• Records shown:
-=-=-

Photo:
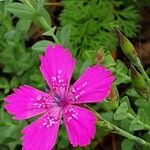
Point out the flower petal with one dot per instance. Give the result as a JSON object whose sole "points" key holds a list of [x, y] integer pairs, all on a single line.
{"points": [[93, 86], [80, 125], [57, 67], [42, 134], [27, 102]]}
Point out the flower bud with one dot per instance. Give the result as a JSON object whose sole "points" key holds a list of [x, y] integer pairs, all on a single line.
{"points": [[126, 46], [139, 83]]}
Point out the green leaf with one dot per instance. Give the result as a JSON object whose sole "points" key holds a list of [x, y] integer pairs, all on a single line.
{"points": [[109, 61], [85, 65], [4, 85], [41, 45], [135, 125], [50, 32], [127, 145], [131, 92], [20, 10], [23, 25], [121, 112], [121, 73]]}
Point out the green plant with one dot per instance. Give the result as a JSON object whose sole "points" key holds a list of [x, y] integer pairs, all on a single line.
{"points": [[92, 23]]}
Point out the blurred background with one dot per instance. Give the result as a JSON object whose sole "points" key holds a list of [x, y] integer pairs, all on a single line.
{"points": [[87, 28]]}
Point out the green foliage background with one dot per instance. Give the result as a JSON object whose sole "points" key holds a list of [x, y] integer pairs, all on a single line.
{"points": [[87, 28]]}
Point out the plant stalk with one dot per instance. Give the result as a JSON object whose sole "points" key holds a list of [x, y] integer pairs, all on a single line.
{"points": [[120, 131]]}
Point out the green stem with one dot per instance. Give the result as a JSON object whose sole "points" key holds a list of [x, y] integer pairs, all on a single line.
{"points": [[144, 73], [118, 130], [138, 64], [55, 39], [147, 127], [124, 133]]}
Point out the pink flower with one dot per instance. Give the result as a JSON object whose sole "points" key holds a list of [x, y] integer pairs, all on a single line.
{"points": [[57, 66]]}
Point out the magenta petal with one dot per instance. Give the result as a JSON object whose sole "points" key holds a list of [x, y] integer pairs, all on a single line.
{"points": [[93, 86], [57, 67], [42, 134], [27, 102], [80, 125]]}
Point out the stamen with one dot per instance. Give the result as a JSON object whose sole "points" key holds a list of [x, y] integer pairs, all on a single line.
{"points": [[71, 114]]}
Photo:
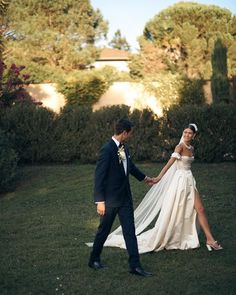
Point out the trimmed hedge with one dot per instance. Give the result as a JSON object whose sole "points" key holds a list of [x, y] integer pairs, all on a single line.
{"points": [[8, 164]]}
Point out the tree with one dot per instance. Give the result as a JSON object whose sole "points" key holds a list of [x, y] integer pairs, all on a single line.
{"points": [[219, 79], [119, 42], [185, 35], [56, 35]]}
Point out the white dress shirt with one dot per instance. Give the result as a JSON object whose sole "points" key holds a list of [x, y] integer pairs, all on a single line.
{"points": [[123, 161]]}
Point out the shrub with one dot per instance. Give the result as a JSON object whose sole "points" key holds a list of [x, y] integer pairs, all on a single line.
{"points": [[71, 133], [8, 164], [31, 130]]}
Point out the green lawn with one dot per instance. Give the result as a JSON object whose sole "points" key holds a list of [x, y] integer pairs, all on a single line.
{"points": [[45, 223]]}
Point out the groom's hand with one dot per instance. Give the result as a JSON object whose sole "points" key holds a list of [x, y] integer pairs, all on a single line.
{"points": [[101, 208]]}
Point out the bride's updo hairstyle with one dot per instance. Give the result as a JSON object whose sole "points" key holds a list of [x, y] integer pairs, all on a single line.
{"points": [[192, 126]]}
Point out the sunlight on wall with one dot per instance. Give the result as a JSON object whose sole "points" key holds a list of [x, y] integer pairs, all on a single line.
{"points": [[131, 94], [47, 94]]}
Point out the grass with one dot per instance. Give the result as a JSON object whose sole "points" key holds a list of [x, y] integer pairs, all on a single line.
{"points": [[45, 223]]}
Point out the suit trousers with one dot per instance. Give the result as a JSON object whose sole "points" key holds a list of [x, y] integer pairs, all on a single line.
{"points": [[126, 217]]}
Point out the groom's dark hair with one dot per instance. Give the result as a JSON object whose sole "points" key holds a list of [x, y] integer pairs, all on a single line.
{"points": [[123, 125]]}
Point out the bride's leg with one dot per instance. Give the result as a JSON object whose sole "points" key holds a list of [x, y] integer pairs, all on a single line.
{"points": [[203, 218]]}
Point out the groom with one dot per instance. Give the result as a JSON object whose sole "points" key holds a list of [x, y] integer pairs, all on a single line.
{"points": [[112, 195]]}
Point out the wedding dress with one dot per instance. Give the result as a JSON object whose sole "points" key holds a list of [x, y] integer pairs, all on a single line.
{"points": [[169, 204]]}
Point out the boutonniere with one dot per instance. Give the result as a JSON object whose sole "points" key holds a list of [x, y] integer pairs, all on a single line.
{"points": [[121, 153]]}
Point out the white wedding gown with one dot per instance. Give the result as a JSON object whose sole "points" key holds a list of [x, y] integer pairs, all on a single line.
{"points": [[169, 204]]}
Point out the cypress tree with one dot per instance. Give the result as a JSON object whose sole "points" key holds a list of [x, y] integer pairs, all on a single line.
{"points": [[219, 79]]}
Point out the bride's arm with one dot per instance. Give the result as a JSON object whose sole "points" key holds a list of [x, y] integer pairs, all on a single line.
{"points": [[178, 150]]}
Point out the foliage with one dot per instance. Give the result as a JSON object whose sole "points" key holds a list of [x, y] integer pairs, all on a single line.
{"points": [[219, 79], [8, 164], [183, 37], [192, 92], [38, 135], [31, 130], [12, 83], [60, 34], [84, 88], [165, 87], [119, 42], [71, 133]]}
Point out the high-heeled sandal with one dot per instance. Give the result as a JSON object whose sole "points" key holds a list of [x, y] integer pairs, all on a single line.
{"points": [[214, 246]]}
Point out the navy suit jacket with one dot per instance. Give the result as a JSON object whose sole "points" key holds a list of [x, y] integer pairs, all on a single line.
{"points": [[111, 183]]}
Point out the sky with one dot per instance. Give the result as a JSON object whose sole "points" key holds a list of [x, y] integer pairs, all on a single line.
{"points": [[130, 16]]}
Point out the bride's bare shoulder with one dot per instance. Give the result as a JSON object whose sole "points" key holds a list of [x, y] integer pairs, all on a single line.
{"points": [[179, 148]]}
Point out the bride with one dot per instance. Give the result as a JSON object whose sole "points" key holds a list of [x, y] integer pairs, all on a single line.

-=-=-

• Objective:
Leave out the pictures and print every line of the data exactly.

• The response:
Photo:
Point out the flower petal with one dot per instance. Give the result as a JSON object whose sole "points" key holds a list of [x, y] integer pairs, all on a single line.
{"points": [[93, 86], [80, 125], [57, 67], [42, 134], [27, 102]]}
Point out the flower bud with one dot per instance. Give the result as a JSON object whose sole "points" key holds a list of [x, y] integer pairs, all on a single line.
{"points": [[126, 46], [139, 83]]}
Point out the green leaf with one dot per instance. Give the result as a JSON object whose sole "points" key holds a list of [x, y] integer pairs, all on a single line.
{"points": [[109, 61], [85, 65], [4, 85], [41, 45], [135, 125], [50, 32], [127, 145], [131, 92], [20, 10], [23, 25], [121, 112], [121, 73]]}
Point out the green plant with one dot per instance. Give the result as a JSON object whose sole "points" key holds a list of [x, y] integer pairs, all on a single line.
{"points": [[92, 23]]}
Point out the blurred background with one dot per instance. Give the result as a JSON object whose sole "points" key holds a list of [x, y] integer pairs, all on a single line.
{"points": [[87, 28]]}
Point out the green foliage background with one dot per instance. Give the result as a JSON object whose sole "points" key holds a list of [x, y] integer pairs, all on a single line.
{"points": [[87, 28]]}
Point out the plant stalk with one dot per instance. Give the result as a JSON object whose sole "points" key holds a list of [x, y] integer pairs, all on a single line.
{"points": [[120, 131]]}
Point out the green stem with one dot per instance. Give the result as a JSON object whose sole "points" key holds a list of [x, y] integer pairs, all on a single line.
{"points": [[144, 73], [118, 130], [138, 64], [55, 39], [147, 127], [124, 133]]}
Point out the pink flower with one dot per instance. Give the result as a JSON object whose sole "points" key holds a list of [x, y] integer pairs, all on a single line.
{"points": [[57, 66]]}
Point out the magenta petal with one dot per instance. Give the result as a JSON object whose sole "points" key holds a list of [x, y] integer pairs, all on a single line.
{"points": [[93, 86], [57, 67], [42, 134], [27, 102], [80, 125]]}
Point out the stamen with one dot per instance. Give the result as a JSON object whose sole "points" key holds a list of [x, y] integer pairs, all on a single line.
{"points": [[71, 114]]}
Photo:
Point out the trimmed hedge with one dot per instance. Give the result as a JSON object whose sole "points" key holds a list of [x, y] integer pairs, all on a single line.
{"points": [[8, 164]]}
Point out the tree with one dot per instance. Give the result as a JSON object whose sole "points" key holds a list of [x, y] integer pairs, all on a single line.
{"points": [[219, 79], [119, 42], [185, 35], [56, 35]]}
Point out the white dress shirt with one dot per instance. Give the result as a JSON object whose sole "points" key holds a list of [x, y] integer pairs, all on a single line.
{"points": [[123, 161]]}
Point out the shrub with one dot per instance. Give the result as a JSON object whose sole "points" key holds a list of [x, y] integer pairs, all on a single line.
{"points": [[71, 133], [8, 164], [31, 130]]}
Point out the green lawn with one dot per instance. Give the result as a JSON object whose sole "points" key holds a list of [x, y] integer pairs, all on a single line.
{"points": [[45, 223]]}
Point out the groom's hand with one dot per instance. Give the result as a JSON object whose sole "points" key holds a list of [x, y] integer pairs, all on a single line.
{"points": [[101, 208]]}
Point out the bride's updo hairstyle with one dot per instance. Give the result as a JSON object whose sole "points" key holds a list of [x, y] integer pairs, all on a single line.
{"points": [[192, 126]]}
Point out the sunlight on wall with one dot per instance. Give the result as a JSON object whose sole "points" key holds a list of [x, y] integer pairs, all on a single line.
{"points": [[131, 94], [47, 94]]}
Point out the grass with one dot per instance. Give the result as a JSON object whose sole "points" key holds a list of [x, y] integer pairs, all on a single line.
{"points": [[45, 223]]}
Point out the suit trousers with one dot per instance. Give the result as a JSON object whose sole "points" key holds a list of [x, y] integer pairs, all on a single line.
{"points": [[126, 217]]}
Point out the groom's dark hair with one dot per instance. Give the result as a JSON object whose sole "points" key holds a list of [x, y] integer pairs, all on a single line.
{"points": [[123, 125]]}
Point out the bride's leg with one dot per instance. Give the result as a JSON object whose sole "points" key holds a list of [x, y] integer pairs, all on a single line.
{"points": [[203, 218]]}
Point out the groom with one dot per instance. Give the result as a JSON object whose sole "points" key holds a list of [x, y] integer pairs, all on a single line.
{"points": [[112, 195]]}
Point out the wedding dress with one dot per instance. Give the result as a JSON object whose sole "points" key holds a list of [x, y] integer pairs, all on a single line.
{"points": [[169, 204]]}
Point out the boutonniere with one dot per instance. Give the result as a JSON object whose sole "points" key holds a list of [x, y] integer pairs, all on a single line.
{"points": [[121, 153]]}
Point out the white wedding gown with one dot per instance. Give the result as a JSON object whose sole "points" key holds a list of [x, y] integer pairs, all on a single line.
{"points": [[169, 204]]}
Point out the cypress tree with one dot per instance. Give the result as a JSON object whose sole "points" key holds a list of [x, y] integer pairs, all on a single line.
{"points": [[219, 79]]}
Point out the bride's arm with one dot per instance. Give the result as a JSON object whose sole "points" key holds a list of [x, y] integer pairs, all on a single line.
{"points": [[178, 150]]}
Point out the foliage with one dot per instance. Give the result as a JSON object whose sole "points" key holds a list of [x, y] integer pairs, all on a single line.
{"points": [[219, 79], [8, 164], [183, 37], [192, 92], [38, 135], [31, 130], [12, 83], [60, 34], [84, 88], [165, 87], [119, 42], [71, 133]]}
Point out the high-heeled sandal with one dot per instance. Give the result as a JSON object whose sole "points" key holds a list of [x, y] integer pairs, all on a single line.
{"points": [[214, 246]]}
Point out the navy suit jacket with one dot per instance. Give the result as a JSON object whose sole "points" key holds a list of [x, y] integer pairs, all on a single line.
{"points": [[111, 183]]}
Point out the sky with one dot per instance. Give the result as a JSON object whose sole "points" key holds a list of [x, y] integer pairs, all on a single line.
{"points": [[130, 16]]}
Point out the bride's bare shoulder with one dot per instance. Give the result as a JSON object whose sole "points" key holds a list of [x, y] integer pairs, all on a single line.
{"points": [[179, 148]]}
Point out the bride with one dot per instance. Give the result as a JSON object whose sole "points" key holds a list of [x, y] integer pairs, all on a single line.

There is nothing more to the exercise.